SŁUPSKI SPOSÓB NA HAKA
Oczywista zaradność zmotoryzowanych Polaków znajduje swoje odbicie nie tylko w świadomości siły skromnych wprawdzie lecz swoich (czytaj – nie pożyczonych) pieniędzy, co skutkuje m.in. sprowadzaniem samochodów używanych z zagranicy w liczbie ponad trzykrotnie wyższej niż sprzedaż salonowa. Tę auto-inicjatywę widać także w dążeniu do uczynienia własnego samochodu pojazdem maksymalnie uniwersalnym lecz bez ponoszenia zbytnich kosztów.
Hak holowniczy, fachowo zwany zaczepem kulowym okazuje się w tych zabiegach instrumentem wyjątkowo przydatnym. Dzięki niemu nasze „cztery kółka” mogą posłużyć za pełnosprawny ciągnik lawety względnie przyczepy towarowej, motocyklowej lub kempingowej, nie mówiąc o takim drobiazgu jak przewóz od jednego do nawet czterech rowerów, oczywiście z użyciem specjalnych bagażników.
Ilościowa i cenowa dostępność haków holowniczych na naszym rynku to zasługa istnienia licznych, krajowych producentów tych urządzeń. Zdecydowanie największym spośród nich jest słupska firma „Auto-Hak”, prowadzona od 1974 roku przez braci Henryka i Zbigniewa Nejman. Roczna produkcja zakładu zatrudniającego około 120 osób wynosi 160 tys. zestawów przystosowanych do blisko tysiąca modeli samochodów osobowych i dostawczych. Co istotne – zaczepy kulowe sygnowane przez „Auto-Hak” mają nie tylko dwuletnią gwarancję producenta ale także homologacje wymagane w Unii Europejskiej. Ostatni z atutów sprawia, że w gronie ponad tysiąca odbiorców słupskiego producenta znajdują się również firmy dystrybucyjne z Niemiec, Bułgarii, Czech, Węgier, Słowacji, Danii, Irlandii, Szwecji, Litwy, Łotwy, a także Białorusi, Ukrainy, Rosji i Izraela.

§ PODANY MATERIAŁ:
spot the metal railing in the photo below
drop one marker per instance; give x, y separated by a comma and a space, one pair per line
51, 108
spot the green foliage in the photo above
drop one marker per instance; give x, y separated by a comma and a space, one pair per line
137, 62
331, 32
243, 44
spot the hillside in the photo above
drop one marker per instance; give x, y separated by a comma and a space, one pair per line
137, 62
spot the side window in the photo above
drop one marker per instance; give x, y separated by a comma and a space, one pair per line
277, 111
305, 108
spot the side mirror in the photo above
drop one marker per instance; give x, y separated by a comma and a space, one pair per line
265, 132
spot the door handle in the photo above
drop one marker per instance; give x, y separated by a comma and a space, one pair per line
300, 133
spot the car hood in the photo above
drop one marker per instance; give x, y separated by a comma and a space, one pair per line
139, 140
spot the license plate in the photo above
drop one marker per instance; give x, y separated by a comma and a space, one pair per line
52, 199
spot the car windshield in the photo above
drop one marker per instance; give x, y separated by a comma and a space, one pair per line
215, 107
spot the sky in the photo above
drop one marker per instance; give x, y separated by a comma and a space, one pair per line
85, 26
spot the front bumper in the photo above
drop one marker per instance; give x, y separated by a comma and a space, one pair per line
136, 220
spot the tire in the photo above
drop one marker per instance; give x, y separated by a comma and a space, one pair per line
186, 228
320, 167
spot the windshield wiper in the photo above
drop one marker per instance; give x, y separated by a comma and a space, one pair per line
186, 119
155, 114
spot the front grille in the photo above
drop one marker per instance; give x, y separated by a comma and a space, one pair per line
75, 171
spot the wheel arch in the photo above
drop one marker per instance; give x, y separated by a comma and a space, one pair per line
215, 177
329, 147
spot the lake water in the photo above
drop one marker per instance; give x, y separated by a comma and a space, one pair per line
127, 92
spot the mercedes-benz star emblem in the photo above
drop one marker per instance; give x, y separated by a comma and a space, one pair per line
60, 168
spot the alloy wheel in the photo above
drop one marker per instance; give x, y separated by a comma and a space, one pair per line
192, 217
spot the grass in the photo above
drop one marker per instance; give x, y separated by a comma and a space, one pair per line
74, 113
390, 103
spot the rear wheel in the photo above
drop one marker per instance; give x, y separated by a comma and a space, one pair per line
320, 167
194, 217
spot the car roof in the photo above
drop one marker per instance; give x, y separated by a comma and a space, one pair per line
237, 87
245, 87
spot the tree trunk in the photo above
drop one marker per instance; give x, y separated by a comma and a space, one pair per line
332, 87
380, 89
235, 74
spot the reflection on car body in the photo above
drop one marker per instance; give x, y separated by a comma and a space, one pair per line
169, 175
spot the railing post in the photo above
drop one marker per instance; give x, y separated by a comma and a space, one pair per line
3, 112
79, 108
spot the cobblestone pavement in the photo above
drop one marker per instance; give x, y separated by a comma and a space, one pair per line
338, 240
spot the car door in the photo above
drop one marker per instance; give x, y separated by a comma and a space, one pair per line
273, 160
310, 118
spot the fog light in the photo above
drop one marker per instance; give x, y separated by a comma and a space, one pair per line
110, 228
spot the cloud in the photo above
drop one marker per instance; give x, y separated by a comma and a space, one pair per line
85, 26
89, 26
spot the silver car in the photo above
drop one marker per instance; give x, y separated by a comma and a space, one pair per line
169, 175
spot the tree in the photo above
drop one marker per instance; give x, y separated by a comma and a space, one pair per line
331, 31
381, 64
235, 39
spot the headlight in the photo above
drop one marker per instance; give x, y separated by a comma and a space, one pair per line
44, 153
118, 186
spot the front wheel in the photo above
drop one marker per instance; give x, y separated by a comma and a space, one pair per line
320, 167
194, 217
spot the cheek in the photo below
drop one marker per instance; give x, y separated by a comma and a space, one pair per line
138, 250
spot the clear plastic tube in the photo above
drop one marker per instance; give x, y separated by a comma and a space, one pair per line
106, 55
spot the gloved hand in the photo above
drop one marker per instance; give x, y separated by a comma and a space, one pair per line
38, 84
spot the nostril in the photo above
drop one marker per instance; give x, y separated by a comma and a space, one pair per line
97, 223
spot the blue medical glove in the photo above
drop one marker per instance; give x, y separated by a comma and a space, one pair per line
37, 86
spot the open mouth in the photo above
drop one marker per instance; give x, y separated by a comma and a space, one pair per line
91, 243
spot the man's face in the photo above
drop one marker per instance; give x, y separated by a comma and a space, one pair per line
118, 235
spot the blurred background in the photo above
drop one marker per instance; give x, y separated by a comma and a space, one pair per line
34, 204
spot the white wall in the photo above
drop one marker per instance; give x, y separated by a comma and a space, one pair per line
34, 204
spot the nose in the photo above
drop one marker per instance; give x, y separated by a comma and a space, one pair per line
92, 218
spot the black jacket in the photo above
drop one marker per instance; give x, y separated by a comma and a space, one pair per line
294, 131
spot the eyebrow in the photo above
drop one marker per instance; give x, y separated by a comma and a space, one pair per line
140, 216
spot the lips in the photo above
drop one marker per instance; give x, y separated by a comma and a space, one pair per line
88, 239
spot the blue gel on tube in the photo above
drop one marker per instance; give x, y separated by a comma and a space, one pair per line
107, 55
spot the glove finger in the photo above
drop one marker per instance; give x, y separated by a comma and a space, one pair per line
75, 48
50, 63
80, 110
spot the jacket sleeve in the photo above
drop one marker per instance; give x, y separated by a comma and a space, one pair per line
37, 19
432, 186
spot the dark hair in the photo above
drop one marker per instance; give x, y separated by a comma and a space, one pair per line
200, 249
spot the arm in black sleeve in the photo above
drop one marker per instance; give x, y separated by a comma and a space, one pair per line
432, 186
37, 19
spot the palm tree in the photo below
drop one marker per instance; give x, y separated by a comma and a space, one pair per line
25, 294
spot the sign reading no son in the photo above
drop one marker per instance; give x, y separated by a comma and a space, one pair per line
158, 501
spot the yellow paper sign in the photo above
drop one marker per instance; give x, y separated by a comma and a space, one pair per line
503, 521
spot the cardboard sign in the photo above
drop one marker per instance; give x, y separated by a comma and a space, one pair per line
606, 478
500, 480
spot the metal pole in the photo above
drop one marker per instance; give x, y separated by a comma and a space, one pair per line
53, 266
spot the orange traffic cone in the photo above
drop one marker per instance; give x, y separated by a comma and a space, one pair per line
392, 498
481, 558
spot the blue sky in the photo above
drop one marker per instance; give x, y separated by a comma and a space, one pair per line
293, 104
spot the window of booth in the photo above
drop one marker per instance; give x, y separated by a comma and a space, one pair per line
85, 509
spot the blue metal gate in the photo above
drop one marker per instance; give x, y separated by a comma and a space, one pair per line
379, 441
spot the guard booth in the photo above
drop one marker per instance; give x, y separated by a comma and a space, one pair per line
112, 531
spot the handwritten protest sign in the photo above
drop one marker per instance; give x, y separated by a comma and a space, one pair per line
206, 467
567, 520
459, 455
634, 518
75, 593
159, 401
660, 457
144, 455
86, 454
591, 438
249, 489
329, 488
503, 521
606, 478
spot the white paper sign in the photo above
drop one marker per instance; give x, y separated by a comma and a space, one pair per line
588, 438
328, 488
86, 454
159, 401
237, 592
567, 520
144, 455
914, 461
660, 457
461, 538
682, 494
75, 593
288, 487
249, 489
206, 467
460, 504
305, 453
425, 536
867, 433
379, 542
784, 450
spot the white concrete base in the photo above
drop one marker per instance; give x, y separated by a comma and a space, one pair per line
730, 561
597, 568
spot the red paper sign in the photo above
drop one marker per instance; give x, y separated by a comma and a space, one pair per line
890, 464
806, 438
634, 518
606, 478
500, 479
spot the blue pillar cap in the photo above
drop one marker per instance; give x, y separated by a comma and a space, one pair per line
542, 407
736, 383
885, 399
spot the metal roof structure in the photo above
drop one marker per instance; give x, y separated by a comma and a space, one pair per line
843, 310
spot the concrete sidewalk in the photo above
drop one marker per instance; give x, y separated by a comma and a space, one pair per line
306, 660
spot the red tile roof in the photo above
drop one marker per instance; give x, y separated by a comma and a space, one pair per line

§ ZADANIA DO WYKONANIA:
1 > Ile zestawów rocznie produkuje firma „Auto-Hak” według tekstu o hakach holowniczych?
2 > Poprowadź dalej tekst o hakach holowniczych, zaczynając zaraz po jego ostatnim zdaniu.

§ ODPOWIEDZI DO ZADAŃ:
1 > 160 tys. zestawów.

2 >
Zbigniew Nejman tak przedstawia właścicielskie priorytety:
– Naszą ideą jest ciągły rozwój technologiczny, zapewniający produkcję zaczepów kulowych wysokiej jakości, porównywalnej ze standardami europejskimi. Plany rozwojowe firmy w najbliższym czasie obejmują rozbudowę hal produkcyjnych oraz ich wyposażenie w najnowocześniejsze maszyny i urządzenia.
Wymownym potwierdzeniem tej deklaracji są nie tylko aktualnie realizowane inwestycje ale także obecny stan posiadania. Myliłby się ten, kto sądzi że prostota konstrukcji zaczepu kulowego znajduje swoje odbicie również w niezbyt skomplikowanym wyposażeniu i parku maszynowym słupskiej firmy. Można by rzec – jest wręcz przeciwnie. Każdy, kto ma sposobność przekroczenia progu hal produkcyjnych przy ul. Słonecznej przekona się, że jest to zakład na wskroś nowoczesny, wykorzystujący najnowsze zdobycze technologiczne. Sterowane numerycznie obrabiarki, malarnia proszkowa z automatyczną linią realizującą wszystkie procesy niezbędne do uzyskania najskuteczniejszej ochrony zaczepów przed korozją (m.in. śrutowanie, wygrzewanie, kąpiel w kwasie), potężne prasy hydrauliczne formujące główki zaczepów, automaty spawalnicze – to tylko niektóre z elementów składających się na potencjał słupskiego zakładu. Wzmacniany dodatkowo własnym biurem konstrukcyjnym, narzędziownią i działem eksportu.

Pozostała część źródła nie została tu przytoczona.